-- Data provided start --

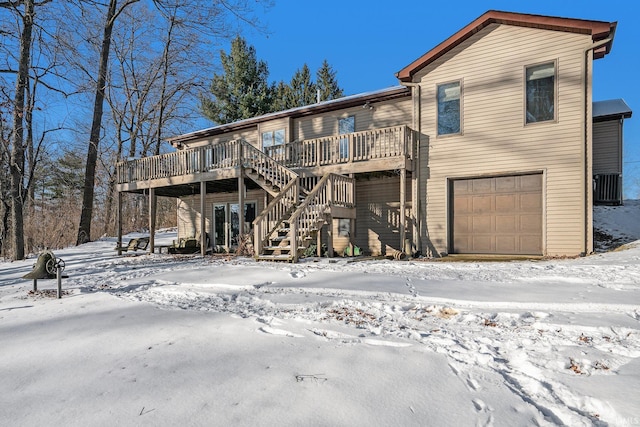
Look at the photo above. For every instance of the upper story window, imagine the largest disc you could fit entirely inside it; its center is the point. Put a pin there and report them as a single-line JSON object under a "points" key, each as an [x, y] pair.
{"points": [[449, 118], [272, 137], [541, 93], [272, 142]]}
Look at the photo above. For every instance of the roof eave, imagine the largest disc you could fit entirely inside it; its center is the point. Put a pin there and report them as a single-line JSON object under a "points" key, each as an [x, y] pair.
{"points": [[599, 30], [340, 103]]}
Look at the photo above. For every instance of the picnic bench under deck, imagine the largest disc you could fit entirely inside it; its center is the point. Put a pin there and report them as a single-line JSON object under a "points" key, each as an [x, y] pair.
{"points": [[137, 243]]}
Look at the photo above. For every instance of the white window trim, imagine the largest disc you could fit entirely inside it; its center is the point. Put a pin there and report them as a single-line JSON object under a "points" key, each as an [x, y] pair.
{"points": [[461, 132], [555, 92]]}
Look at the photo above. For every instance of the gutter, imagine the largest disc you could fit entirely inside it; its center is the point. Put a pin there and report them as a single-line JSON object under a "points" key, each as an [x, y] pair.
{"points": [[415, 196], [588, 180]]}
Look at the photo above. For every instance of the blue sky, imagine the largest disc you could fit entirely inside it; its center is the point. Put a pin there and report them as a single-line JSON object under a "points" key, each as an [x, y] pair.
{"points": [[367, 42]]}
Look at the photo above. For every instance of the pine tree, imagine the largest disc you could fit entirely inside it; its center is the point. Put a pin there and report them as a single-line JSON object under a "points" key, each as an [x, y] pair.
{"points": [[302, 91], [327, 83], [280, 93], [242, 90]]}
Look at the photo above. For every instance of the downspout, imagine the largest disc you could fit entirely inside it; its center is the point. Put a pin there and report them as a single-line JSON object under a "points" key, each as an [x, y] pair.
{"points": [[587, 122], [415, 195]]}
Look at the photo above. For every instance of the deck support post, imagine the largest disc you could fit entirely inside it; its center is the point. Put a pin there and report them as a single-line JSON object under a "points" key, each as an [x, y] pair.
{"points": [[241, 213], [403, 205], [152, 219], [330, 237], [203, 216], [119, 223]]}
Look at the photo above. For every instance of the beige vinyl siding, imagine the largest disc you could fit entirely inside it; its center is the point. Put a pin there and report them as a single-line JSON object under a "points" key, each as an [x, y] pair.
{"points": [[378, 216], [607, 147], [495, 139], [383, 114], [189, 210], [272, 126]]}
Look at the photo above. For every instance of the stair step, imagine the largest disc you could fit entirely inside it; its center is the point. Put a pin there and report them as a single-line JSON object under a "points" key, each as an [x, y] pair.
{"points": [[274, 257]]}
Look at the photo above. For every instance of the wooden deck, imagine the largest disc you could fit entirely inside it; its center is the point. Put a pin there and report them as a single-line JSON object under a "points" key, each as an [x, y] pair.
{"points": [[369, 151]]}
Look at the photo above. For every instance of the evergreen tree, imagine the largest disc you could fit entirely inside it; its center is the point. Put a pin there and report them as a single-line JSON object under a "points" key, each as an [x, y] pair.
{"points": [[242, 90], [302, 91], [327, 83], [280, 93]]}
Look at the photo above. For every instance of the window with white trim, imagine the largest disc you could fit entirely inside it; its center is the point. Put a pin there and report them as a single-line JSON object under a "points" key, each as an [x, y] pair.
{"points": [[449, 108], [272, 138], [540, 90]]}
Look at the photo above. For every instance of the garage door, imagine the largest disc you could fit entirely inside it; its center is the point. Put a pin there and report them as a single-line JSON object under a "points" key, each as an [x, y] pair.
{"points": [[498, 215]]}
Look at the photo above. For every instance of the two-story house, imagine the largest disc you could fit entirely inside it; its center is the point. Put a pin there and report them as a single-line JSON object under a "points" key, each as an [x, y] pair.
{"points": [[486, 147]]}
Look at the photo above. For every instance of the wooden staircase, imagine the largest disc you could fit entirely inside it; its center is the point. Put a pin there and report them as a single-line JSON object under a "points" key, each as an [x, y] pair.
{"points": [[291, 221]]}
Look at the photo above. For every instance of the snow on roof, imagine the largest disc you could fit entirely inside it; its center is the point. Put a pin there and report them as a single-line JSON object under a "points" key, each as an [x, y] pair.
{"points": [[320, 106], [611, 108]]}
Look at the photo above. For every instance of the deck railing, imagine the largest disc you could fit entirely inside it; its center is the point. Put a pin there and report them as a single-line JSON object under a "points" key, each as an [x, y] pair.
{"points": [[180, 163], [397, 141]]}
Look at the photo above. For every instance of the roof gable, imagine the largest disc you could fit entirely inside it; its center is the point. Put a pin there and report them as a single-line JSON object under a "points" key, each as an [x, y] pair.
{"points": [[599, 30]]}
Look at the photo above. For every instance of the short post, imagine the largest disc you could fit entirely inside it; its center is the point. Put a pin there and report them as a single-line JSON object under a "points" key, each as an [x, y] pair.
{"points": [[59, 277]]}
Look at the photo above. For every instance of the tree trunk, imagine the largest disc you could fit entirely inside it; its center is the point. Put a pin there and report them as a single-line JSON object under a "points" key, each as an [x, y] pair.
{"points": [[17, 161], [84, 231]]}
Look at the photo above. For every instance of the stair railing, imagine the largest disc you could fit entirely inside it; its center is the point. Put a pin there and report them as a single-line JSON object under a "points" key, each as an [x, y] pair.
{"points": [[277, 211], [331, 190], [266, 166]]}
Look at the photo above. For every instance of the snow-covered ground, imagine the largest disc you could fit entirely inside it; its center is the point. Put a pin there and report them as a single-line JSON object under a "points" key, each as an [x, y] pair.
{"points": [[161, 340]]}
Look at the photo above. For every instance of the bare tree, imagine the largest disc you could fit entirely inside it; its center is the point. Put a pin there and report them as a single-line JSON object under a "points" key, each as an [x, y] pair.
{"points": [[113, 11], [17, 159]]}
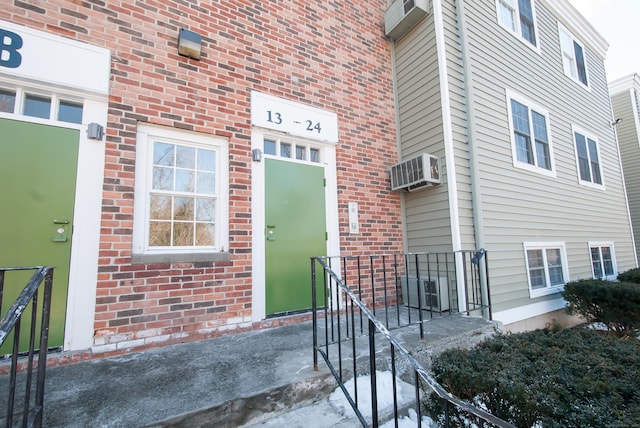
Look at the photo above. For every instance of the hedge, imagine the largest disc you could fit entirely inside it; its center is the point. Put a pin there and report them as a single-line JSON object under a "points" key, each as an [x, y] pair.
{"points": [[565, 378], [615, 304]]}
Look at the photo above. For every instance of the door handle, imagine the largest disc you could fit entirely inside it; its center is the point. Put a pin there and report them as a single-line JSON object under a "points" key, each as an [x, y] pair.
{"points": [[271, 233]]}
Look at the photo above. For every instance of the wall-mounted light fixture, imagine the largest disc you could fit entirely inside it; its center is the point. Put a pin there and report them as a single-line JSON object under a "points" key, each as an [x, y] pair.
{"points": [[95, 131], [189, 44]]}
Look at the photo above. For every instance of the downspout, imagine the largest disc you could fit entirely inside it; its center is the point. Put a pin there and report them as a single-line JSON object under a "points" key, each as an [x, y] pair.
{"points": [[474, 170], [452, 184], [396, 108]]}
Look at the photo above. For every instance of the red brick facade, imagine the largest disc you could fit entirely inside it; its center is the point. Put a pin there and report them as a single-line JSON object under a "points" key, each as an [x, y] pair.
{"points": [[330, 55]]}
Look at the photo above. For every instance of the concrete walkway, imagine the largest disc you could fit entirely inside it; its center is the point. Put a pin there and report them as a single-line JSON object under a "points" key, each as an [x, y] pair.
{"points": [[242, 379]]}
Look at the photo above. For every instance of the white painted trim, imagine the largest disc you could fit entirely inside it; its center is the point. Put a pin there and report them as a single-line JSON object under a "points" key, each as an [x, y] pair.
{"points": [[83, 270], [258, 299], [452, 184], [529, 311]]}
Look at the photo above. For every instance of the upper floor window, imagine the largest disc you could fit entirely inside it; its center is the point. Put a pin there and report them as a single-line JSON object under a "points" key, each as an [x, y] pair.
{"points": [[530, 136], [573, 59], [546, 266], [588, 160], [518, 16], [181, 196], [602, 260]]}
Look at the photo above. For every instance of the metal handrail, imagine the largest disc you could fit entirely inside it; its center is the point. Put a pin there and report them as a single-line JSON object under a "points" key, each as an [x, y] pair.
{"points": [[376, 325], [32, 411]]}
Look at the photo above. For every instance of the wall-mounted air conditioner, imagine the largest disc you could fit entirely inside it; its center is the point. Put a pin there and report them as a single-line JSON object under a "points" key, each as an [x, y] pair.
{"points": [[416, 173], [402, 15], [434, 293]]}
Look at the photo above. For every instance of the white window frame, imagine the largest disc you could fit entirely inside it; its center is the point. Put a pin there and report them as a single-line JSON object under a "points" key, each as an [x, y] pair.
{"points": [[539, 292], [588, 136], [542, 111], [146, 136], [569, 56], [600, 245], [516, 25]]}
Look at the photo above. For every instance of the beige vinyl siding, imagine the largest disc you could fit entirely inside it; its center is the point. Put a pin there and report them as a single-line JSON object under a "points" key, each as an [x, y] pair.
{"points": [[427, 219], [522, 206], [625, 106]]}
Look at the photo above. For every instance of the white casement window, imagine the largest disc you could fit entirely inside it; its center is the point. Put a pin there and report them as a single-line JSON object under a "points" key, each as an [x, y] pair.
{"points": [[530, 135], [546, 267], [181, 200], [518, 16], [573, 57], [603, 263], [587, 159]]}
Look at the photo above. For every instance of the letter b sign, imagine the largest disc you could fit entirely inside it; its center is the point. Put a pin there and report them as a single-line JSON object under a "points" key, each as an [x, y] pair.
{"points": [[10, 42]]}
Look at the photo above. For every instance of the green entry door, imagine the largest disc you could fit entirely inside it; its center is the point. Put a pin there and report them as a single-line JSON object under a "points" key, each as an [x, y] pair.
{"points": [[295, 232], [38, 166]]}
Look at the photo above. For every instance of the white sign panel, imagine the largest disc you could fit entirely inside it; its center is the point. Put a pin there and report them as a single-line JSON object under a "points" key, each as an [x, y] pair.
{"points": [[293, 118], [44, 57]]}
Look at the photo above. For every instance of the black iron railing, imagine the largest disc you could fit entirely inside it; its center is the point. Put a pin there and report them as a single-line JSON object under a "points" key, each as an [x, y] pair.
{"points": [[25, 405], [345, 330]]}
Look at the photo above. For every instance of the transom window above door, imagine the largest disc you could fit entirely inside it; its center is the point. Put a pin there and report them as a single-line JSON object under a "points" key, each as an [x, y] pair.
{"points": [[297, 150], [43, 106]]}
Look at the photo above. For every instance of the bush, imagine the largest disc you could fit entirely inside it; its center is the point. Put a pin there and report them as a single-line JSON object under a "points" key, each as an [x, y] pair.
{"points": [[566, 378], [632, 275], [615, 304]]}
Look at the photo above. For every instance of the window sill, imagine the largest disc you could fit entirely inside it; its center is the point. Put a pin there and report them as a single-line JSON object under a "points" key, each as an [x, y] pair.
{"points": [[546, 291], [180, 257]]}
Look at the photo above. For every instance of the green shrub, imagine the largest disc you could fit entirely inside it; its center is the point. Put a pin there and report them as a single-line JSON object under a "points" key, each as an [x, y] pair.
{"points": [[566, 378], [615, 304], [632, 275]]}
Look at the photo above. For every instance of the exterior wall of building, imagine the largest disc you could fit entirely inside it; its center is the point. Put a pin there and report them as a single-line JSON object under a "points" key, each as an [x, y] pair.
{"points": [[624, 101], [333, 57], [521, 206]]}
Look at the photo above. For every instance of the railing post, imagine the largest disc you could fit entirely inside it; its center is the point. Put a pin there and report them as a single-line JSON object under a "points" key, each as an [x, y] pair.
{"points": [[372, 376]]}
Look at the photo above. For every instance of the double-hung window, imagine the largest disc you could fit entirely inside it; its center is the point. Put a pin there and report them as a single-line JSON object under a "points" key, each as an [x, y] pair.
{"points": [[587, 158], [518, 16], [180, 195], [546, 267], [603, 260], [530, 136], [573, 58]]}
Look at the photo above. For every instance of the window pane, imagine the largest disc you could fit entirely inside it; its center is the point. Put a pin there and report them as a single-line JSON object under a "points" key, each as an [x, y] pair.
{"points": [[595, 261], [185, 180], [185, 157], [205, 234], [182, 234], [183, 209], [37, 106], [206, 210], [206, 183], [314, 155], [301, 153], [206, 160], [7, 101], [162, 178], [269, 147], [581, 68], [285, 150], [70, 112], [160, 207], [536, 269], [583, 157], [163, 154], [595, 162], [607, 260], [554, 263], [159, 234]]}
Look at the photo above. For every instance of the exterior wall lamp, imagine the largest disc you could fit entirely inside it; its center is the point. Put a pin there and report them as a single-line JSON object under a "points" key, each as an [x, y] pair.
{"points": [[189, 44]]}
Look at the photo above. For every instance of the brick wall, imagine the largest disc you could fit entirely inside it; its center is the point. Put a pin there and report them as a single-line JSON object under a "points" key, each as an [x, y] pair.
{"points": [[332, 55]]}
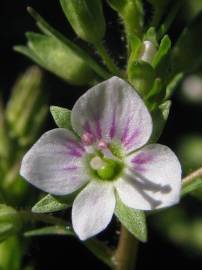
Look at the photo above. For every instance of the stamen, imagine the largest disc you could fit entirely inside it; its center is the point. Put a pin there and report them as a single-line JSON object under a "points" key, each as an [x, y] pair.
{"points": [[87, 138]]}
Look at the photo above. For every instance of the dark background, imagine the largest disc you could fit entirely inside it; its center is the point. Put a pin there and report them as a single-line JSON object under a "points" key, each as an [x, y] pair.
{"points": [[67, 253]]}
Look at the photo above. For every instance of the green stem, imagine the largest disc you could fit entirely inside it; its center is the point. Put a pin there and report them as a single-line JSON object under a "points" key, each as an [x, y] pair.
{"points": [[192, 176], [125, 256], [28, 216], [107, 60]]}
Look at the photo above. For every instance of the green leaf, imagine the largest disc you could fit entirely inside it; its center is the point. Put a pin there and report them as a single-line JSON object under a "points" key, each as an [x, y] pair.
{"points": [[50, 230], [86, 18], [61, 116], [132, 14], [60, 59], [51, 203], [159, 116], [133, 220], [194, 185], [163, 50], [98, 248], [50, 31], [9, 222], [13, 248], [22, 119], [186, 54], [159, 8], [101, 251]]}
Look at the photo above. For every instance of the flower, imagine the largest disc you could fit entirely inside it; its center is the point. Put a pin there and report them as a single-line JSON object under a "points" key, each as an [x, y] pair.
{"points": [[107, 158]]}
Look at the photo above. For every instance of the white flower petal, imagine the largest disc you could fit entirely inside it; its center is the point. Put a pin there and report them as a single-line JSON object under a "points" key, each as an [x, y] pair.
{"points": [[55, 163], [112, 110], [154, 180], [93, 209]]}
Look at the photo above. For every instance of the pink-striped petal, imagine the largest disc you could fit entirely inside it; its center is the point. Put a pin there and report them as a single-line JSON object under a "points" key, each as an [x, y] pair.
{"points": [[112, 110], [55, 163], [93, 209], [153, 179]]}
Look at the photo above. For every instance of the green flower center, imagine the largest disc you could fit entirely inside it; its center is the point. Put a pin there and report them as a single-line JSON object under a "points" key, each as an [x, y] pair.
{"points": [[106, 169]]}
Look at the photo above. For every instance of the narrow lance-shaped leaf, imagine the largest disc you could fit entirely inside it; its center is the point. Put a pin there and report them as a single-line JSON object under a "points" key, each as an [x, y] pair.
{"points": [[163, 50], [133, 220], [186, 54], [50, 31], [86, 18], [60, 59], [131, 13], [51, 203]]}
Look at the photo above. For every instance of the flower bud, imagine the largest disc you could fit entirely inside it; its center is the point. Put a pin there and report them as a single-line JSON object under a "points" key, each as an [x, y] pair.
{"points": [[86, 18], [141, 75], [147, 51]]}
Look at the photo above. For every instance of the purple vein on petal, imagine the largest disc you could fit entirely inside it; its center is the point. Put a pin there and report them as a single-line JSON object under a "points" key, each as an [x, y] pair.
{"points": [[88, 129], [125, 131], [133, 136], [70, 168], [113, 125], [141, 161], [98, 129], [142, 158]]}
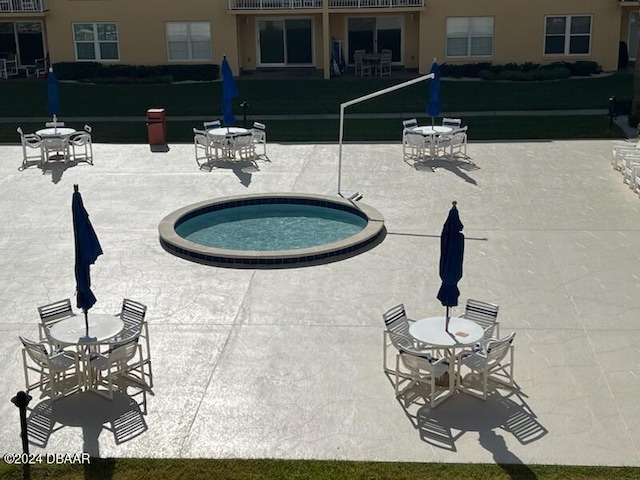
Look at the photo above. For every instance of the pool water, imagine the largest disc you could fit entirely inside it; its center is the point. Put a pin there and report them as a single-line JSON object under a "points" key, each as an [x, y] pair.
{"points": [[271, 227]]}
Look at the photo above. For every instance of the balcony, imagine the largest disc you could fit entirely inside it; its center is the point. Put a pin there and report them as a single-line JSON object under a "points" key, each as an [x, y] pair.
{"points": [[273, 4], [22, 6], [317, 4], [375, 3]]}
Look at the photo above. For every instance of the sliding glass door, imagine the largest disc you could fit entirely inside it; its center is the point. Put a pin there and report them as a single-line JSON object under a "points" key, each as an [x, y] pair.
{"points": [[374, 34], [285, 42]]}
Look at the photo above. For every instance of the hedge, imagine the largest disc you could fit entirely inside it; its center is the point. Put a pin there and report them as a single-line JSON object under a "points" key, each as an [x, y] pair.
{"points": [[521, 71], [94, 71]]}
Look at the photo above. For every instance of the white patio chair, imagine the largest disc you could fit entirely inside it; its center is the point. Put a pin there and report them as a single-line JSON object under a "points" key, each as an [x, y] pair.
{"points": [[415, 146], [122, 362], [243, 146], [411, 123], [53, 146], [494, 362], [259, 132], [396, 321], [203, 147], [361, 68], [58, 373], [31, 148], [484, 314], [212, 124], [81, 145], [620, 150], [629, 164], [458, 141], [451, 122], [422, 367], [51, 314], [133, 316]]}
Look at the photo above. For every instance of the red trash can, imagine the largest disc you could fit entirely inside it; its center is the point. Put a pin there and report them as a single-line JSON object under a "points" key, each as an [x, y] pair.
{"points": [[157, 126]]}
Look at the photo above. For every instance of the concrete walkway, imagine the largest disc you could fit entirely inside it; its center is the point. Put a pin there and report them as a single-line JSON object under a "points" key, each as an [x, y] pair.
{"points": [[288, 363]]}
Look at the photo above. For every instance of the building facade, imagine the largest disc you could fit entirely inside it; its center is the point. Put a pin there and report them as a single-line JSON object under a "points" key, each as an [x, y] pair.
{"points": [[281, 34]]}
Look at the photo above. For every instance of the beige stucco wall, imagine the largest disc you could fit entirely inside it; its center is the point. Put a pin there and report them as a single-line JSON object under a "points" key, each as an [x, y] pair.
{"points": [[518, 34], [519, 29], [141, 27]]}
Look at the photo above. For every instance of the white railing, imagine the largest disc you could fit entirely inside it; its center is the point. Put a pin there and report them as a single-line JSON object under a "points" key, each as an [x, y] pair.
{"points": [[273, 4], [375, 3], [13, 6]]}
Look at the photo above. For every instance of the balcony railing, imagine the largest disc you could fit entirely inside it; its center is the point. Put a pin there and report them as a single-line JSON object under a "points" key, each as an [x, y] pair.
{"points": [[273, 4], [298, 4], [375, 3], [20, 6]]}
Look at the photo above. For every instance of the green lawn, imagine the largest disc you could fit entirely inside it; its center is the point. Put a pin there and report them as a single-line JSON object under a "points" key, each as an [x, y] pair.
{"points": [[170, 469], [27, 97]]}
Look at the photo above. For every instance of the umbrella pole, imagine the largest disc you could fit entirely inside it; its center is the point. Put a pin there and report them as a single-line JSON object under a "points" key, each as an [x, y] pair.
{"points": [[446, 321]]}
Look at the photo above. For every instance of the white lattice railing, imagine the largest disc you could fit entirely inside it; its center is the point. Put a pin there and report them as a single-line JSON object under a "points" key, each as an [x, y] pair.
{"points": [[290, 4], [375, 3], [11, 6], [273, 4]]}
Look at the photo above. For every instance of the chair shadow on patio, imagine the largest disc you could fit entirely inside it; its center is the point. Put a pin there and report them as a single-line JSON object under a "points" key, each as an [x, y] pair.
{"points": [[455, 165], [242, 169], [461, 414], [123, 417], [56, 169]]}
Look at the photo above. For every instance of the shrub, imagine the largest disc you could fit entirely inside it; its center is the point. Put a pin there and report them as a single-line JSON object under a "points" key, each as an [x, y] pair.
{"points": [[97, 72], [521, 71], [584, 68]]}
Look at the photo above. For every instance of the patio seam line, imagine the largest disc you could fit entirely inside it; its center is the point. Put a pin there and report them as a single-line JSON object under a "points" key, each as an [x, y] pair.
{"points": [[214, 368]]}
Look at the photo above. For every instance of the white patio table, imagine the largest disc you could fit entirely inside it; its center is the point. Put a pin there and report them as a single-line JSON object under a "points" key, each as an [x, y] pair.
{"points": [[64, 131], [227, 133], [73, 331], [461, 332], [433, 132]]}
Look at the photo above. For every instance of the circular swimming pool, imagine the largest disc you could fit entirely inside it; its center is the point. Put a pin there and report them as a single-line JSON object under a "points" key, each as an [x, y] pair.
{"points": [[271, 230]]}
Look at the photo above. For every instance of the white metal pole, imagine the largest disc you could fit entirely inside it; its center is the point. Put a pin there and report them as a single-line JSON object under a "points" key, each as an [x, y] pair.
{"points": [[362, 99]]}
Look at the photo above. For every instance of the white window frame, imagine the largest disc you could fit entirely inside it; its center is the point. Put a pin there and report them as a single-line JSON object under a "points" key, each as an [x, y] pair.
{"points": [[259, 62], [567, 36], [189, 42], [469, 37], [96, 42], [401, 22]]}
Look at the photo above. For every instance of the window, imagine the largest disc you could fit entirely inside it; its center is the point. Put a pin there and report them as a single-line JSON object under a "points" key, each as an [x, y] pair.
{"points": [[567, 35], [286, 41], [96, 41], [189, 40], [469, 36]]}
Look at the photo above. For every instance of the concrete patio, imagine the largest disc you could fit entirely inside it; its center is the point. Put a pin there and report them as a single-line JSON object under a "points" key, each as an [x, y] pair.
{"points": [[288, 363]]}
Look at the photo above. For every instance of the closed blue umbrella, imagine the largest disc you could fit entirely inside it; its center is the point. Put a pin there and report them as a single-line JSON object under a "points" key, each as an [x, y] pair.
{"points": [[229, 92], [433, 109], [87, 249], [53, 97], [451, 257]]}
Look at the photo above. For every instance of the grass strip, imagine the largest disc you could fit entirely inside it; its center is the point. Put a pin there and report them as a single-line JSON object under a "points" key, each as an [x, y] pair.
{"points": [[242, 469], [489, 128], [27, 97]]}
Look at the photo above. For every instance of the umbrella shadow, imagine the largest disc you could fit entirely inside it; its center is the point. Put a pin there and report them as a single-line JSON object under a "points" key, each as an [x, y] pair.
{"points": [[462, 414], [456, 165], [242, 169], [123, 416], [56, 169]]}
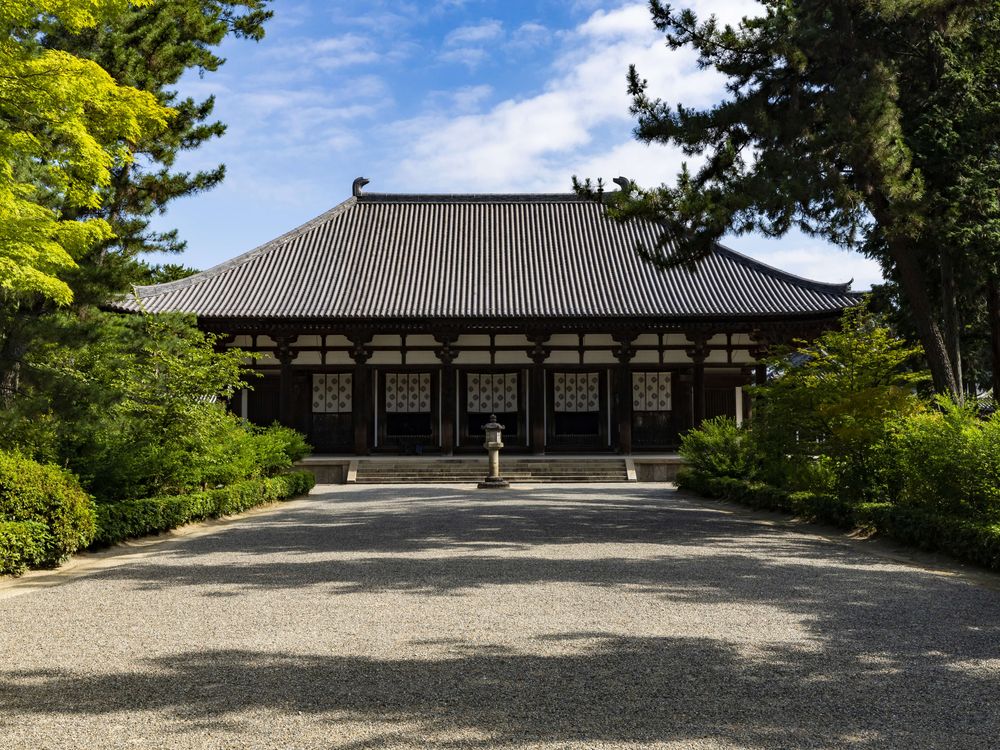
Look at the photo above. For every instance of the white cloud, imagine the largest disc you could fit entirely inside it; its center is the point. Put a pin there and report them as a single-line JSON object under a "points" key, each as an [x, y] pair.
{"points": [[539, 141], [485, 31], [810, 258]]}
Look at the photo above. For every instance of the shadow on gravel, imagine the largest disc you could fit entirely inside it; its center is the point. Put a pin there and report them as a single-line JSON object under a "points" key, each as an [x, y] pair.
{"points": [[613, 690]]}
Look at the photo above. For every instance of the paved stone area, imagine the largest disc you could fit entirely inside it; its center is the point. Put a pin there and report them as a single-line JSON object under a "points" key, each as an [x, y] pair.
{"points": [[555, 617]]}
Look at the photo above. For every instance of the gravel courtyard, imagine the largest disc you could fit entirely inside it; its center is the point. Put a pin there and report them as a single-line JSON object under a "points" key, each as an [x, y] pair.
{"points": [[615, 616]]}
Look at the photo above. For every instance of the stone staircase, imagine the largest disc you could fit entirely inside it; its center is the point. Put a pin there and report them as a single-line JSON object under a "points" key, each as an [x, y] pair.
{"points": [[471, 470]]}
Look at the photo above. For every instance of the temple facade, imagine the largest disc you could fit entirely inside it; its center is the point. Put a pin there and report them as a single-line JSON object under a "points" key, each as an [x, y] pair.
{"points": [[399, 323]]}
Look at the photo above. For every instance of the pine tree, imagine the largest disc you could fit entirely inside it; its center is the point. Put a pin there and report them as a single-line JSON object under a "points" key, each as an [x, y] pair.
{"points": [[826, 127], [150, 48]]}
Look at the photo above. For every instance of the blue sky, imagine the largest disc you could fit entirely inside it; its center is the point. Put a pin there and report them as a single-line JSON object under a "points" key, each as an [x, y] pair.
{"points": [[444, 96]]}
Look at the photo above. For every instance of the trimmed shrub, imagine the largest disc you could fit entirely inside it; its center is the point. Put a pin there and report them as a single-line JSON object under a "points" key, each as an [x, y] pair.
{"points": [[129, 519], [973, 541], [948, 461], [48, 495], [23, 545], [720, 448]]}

-- Data provided end --

**Your instructions:** Copy out the lines starting at the one containing "Look at the photo above. For every instance of the stone" and ending with the last line of the entries. Include nothing else.

**Complete response:**
Look at the photo above. For every instance of the stone staircase, imagine the largest disc you could fit entirely inside it; its center is the point. Put a pin there and report them as a single-line JSON object under a "points" key, each as an [x, y] pair.
{"points": [[471, 470]]}
Look at the photo above. For every instance of the temple facade, imagine the largest disc you could fit entirely inside it; its center is the point. Put a pin there and report them as a single-line JSON object under a "points" key, each as an [x, y] pair.
{"points": [[399, 323]]}
Look at the photo above. For every instance of the pine tree, imagine the largest disc you could fit entirely inside it; its center is the point. Put a pin there and report them as a single-line JSON object under a "points" key, each as an [x, y] pair.
{"points": [[826, 127], [150, 48]]}
Look at the photo above. For every instance of the blue sky, imagine the largest disc you could fit entirely inside it; its center is the point. Put a pin there and report them as a single-line JSON object under a "points" key, each as an [x, y] pair.
{"points": [[444, 96]]}
Look at the photo above. For every instance of the trimmed shrub, imagine the largest disc you could fit entirely inside it; its center is the point. Put a pin there and report them as a single-line JSON object under a "points" key, each as an [x, y] pair.
{"points": [[129, 519], [973, 541], [948, 461], [48, 495], [23, 545], [720, 448]]}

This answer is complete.